— begin TEXT TO READ —

Global Agenda: The Orwellian world of mixing good, bad news

In Spain the woe gets worse and in Britain it has eased slightly. What about development that imposes a change in the overall picture?

Dollar bills 370 (photo credit: Steve Marcus / Reuters)
Dollar bills 370
(photo credit: Steve Marcus / Reuters)
Typically, even when there is good news – seriously good news, not just a minor item or fleeting event – you wouldn’t know about it unless you made an effort to find out. The simplest explanation for this phenomenon is to see it as part of the information overload problem and the inability of the media to sort and filter the flow of information and data, so that what is important is extricated from what is secondary, or completely irrelevant.
There is, as usual, tons of bad news around, most of it from Europe – such as the latest jump in Spanish unemployment to 27 percent, a number that really does boggle the mind. There is also good news here and there: the UK reported that its economy grew in the first quarter of the year, and by more than most analysts had dared to predict, after two successive quarters of contraction.
But these are just regular monthly or quarterly economic data, part of the accepted picture. In Spain the woe gets worse and in Britain it has eased slightly, at least temporarily.
What about a development that imposes a change in the overall picture? That would have to relate to a country bigger than Spain or Britain – say, the US. And it would have to relate to something really important in the American economy – say, the budget deficit.
Well, we all know that the Americans are running huge budget deficits. We have heard, ad nauseam, about the wretched, squabbling American politicians and their inability to get to grips with the country’s fiscal crisis. We have learnt new concepts, such as the debt ceiling, and new terms, such as sequestration. But nobody told us that the deficit is actually shrinking. Not just in a specific month because of some chance occurrence, but a steady downtrend that is now in its third year. And not by the odd billion or two, but by hundreds of billions of dollars.

— end TEXT TO READ —
— begin GIVEN DATA —

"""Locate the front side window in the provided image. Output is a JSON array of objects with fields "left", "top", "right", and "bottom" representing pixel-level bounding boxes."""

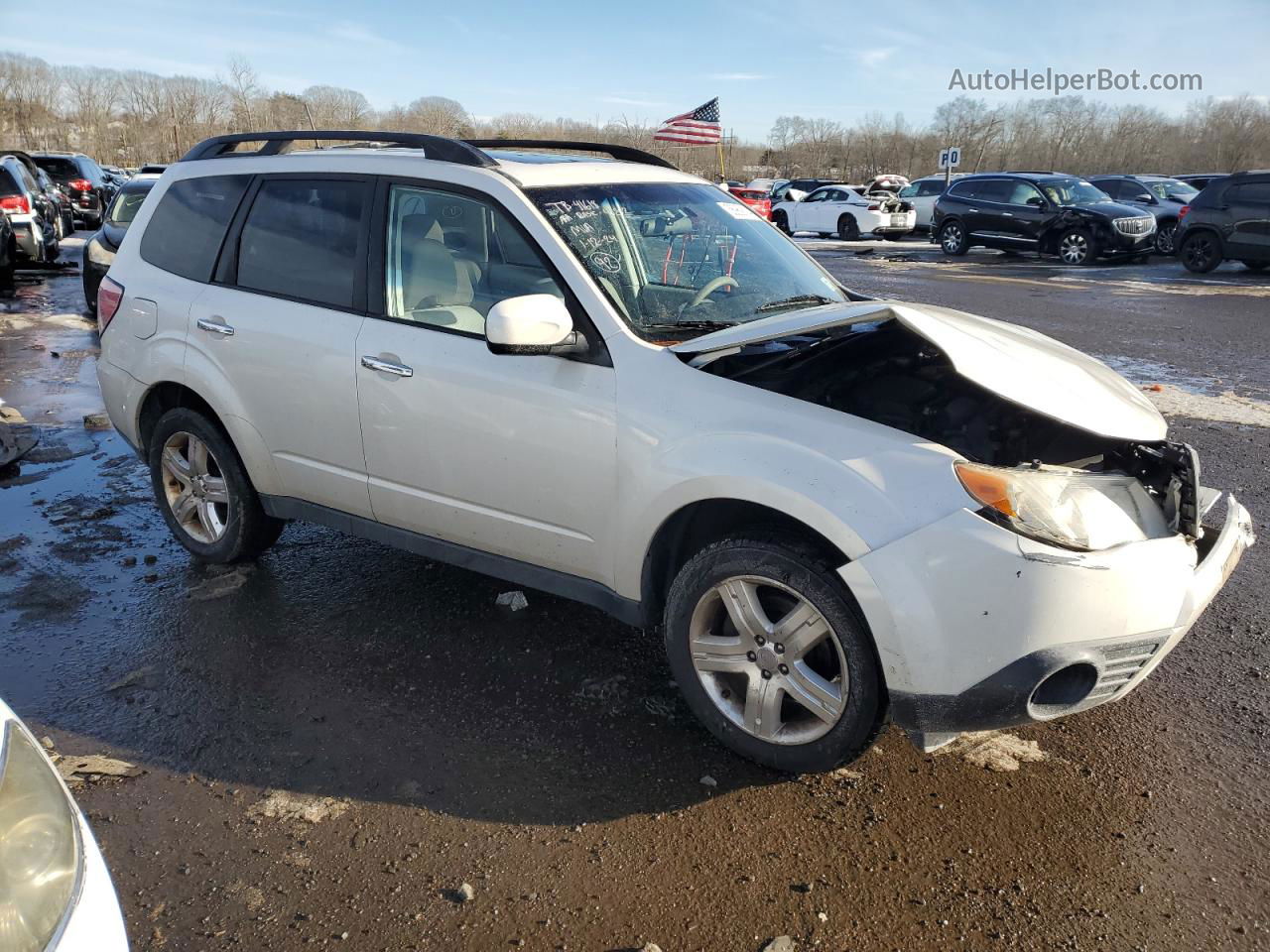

— end GIVEN DATA —

**GOAL**
Can you reproduce the stretch of the good-and-bad-news article from "There is, as" through "the budget deficit.", substituting "Italy" for "Spain"?

**THE OUTPUT**
There is, as usual, tons of bad news around, most of it from Europe – such as the latest jump in Spanish unemployment to 27 percent, a number that really does boggle the mind. There is also good news here and there: the UK reported that its economy grew in the first quarter of the year, and by more than most analysts had dared to predict, after two successive quarters of contraction.
But these are just regular monthly or quarterly economic data, part of the accepted picture. In Italy the woe gets worse and in Britain it has eased slightly, at least temporarily.
What about a development that imposes a change in the overall picture? That would have to relate to a country bigger than Italy or Britain – say, the US. And it would have to relate to something really important in the American economy – say, the budget deficit.